ACTIVITY – All of the records below are to be given again word for word, with the pictures removed.
----- INFORMATION SHOWN
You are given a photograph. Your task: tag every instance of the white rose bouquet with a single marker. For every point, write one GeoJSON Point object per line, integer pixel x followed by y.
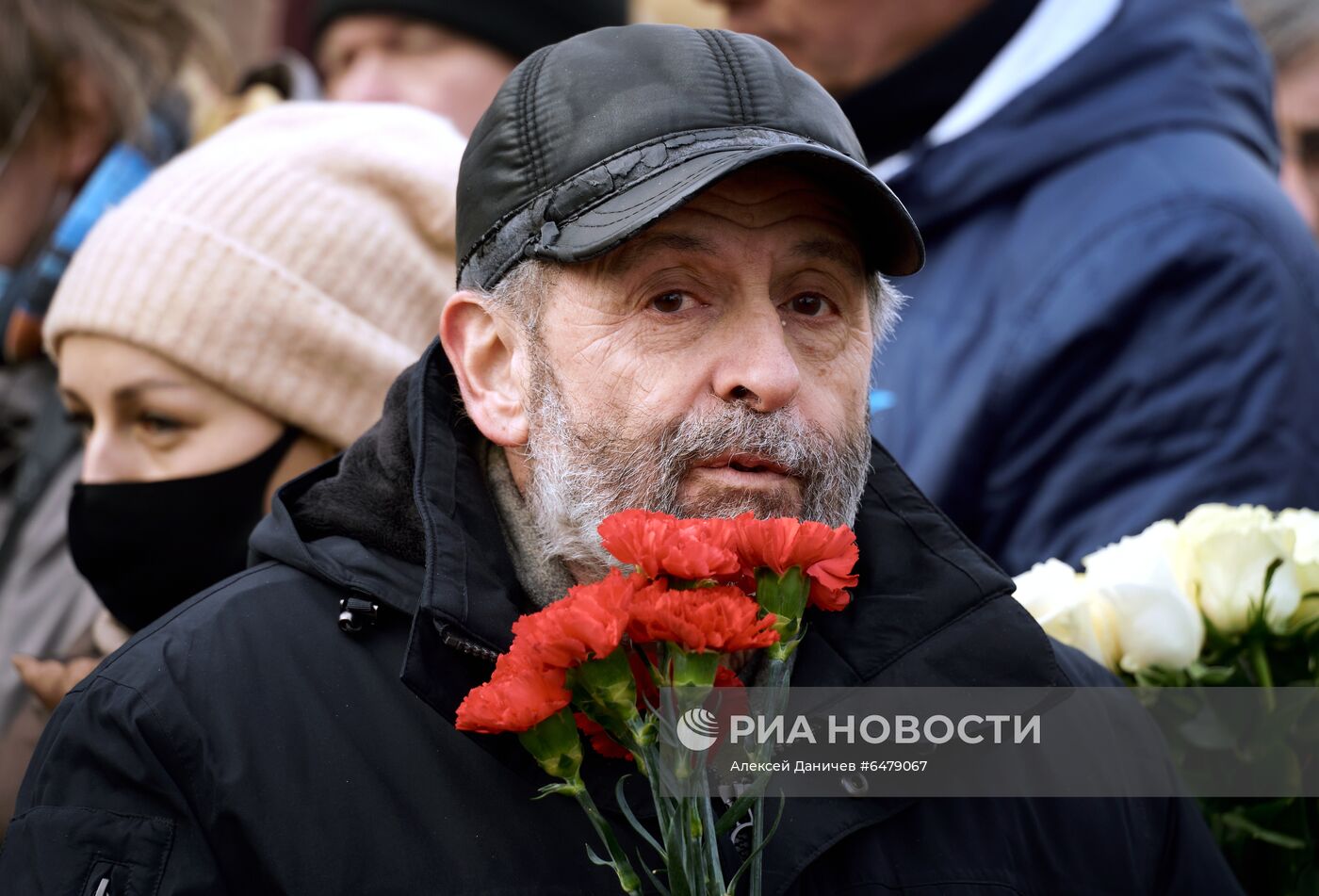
{"type": "Point", "coordinates": [1229, 596]}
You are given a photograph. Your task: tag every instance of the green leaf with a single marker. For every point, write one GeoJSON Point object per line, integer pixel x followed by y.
{"type": "Point", "coordinates": [1237, 821]}
{"type": "Point", "coordinates": [632, 819]}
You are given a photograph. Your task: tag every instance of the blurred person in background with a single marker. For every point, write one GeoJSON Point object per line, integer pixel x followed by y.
{"type": "Point", "coordinates": [445, 56]}
{"type": "Point", "coordinates": [1290, 30]}
{"type": "Point", "coordinates": [88, 108]}
{"type": "Point", "coordinates": [233, 325]}
{"type": "Point", "coordinates": [1120, 313]}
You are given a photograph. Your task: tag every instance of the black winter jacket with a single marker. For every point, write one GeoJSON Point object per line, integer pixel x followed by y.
{"type": "Point", "coordinates": [246, 744]}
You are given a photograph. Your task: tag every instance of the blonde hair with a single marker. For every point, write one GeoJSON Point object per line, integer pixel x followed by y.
{"type": "Point", "coordinates": [134, 49]}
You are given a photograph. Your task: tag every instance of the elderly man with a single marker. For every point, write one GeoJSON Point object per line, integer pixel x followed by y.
{"type": "Point", "coordinates": [670, 257]}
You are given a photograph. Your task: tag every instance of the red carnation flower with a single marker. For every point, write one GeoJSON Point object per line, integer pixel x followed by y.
{"type": "Point", "coordinates": [659, 544]}
{"type": "Point", "coordinates": [719, 618]}
{"type": "Point", "coordinates": [586, 623]}
{"type": "Point", "coordinates": [599, 738]}
{"type": "Point", "coordinates": [520, 694]}
{"type": "Point", "coordinates": [824, 556]}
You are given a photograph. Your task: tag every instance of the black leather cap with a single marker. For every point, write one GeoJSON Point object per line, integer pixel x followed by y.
{"type": "Point", "coordinates": [594, 138]}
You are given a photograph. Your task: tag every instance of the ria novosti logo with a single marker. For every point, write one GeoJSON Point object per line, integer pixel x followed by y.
{"type": "Point", "coordinates": [698, 728]}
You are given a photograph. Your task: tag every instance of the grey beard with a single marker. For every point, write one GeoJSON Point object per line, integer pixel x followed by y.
{"type": "Point", "coordinates": [580, 474]}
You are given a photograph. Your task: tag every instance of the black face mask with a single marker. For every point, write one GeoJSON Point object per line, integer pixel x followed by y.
{"type": "Point", "coordinates": [147, 546]}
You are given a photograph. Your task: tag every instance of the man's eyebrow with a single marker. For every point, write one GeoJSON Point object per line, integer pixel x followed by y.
{"type": "Point", "coordinates": [134, 389]}
{"type": "Point", "coordinates": [633, 253]}
{"type": "Point", "coordinates": [838, 251]}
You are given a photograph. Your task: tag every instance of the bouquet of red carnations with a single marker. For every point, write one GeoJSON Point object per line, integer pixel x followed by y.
{"type": "Point", "coordinates": [703, 594]}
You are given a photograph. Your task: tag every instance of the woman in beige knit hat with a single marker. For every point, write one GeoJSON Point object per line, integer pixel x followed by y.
{"type": "Point", "coordinates": [237, 321]}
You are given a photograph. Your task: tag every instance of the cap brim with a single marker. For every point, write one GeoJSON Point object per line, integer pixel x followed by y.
{"type": "Point", "coordinates": [890, 240]}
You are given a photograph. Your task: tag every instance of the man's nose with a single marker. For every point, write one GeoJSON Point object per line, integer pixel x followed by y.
{"type": "Point", "coordinates": [757, 366]}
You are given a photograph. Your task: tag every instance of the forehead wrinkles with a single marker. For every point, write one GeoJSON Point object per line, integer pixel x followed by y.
{"type": "Point", "coordinates": [748, 204]}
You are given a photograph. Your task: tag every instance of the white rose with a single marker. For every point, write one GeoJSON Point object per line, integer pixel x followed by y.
----------
SOLUTION TO THIS EXERCISE –
You are given a photograph. Your task: tag every instance of the white rose bouquet with a single marker. For every point, write one GeoJSON Point object per line, integer pixel x followed by y.
{"type": "Point", "coordinates": [1229, 596]}
You are given a photograph. Your task: tag every instance of the green leaf with a single marker. For every point, write one GeoJSON Point object per line, integer pixel x followed by y.
{"type": "Point", "coordinates": [1237, 821]}
{"type": "Point", "coordinates": [632, 819]}
You are given a photograph. Your task: tag every instance of the blurred person in background with a single marker. For every point, write one GeoJSON Point object per line, integer pixel x followed by y.
{"type": "Point", "coordinates": [445, 56]}
{"type": "Point", "coordinates": [1290, 30]}
{"type": "Point", "coordinates": [88, 108]}
{"type": "Point", "coordinates": [233, 325]}
{"type": "Point", "coordinates": [1120, 313]}
You are given a photograph. Your task: tag every instance of the black winter jacket with a single marker. For every point, write one GeoJSON Point object per line, integer pixel x followed by y.
{"type": "Point", "coordinates": [246, 744]}
You are given a photograph. Your task: tag every instance of the blonde hair with a single marker. For every point, write one GeoJSON Point object per line, integer pixel x followed by y.
{"type": "Point", "coordinates": [134, 49]}
You are given a photograph. Your task: tag every instance of the elderly man with a single marker. For every point, write one GeoJSON Point object per line, integer pixel x followed by y.
{"type": "Point", "coordinates": [670, 257]}
You are given a photograph. Your task: tag every instance of the red carnation flower with a single marker. For every point, write one GeoJSON Point object per line, integer pixel x followed by y.
{"type": "Point", "coordinates": [659, 544]}
{"type": "Point", "coordinates": [719, 618]}
{"type": "Point", "coordinates": [586, 623]}
{"type": "Point", "coordinates": [599, 738]}
{"type": "Point", "coordinates": [520, 694]}
{"type": "Point", "coordinates": [824, 556]}
You are given a photograph. Your task: tag every instance of the black leather cap with a single marker. For every point, write one GeoJSON Point object per line, integer pixel x followed by y.
{"type": "Point", "coordinates": [594, 138]}
You are given a photograph. Your task: tag every instance of the ria novosti logo with a single marker. For every point, write one GeoJSON Point object per line, integer pixel x followed by y.
{"type": "Point", "coordinates": [698, 728]}
You are given a photograph. Your task: tag every instance of the grey beard with a single marker. For every point, write one GeoJSON Point object per line, integer pixel x followed by y.
{"type": "Point", "coordinates": [580, 474]}
You are given a photograph. Your task: tag every instance of the black face mask with a single marker. For every point, write one GeoJSON Point object per line, integer pixel x followed by y.
{"type": "Point", "coordinates": [147, 546]}
You are given a photograph. Your task: tag every instance of the man's eyebrow with a single marker. For every point, write one GeoJSON Point object per line, integer pixel x followed by y.
{"type": "Point", "coordinates": [134, 389]}
{"type": "Point", "coordinates": [633, 253]}
{"type": "Point", "coordinates": [838, 251]}
You are given a photograph. Your task: tag every instance of the bouquet of red carnations with a single marker. For every point, write one GeoJSON Point object per line, integer pixel x followed by y.
{"type": "Point", "coordinates": [703, 594]}
You are given a photograph. Your task: tag every instance of the woman in beige knit hat with a single marker. For every point, write one GeoJSON Point object per line, integer pixel x followed by y.
{"type": "Point", "coordinates": [237, 321]}
You are given a photograph. Your task: tag every instance of the cap brim with a single marker. For every point, write one GeoJSON Point object per line, integer pixel x followed by y.
{"type": "Point", "coordinates": [890, 240]}
You are given a photograph. Your task: tag every instance of the man's nose with a single marker. For every point, write one GeoJSON Point object per line, integer pixel x followed by y.
{"type": "Point", "coordinates": [757, 366]}
You are given a photograph. Your task: tag every instance of the forehead wrinkles with a single marker. For every point, write one GeoJSON Point object per line, integer pixel x followed by y.
{"type": "Point", "coordinates": [748, 204]}
You are given a photograph. Your task: tag every instance of the white rose with a single marker. For every point, write one GeoJSON Point object per line, integer pixel x followed by y.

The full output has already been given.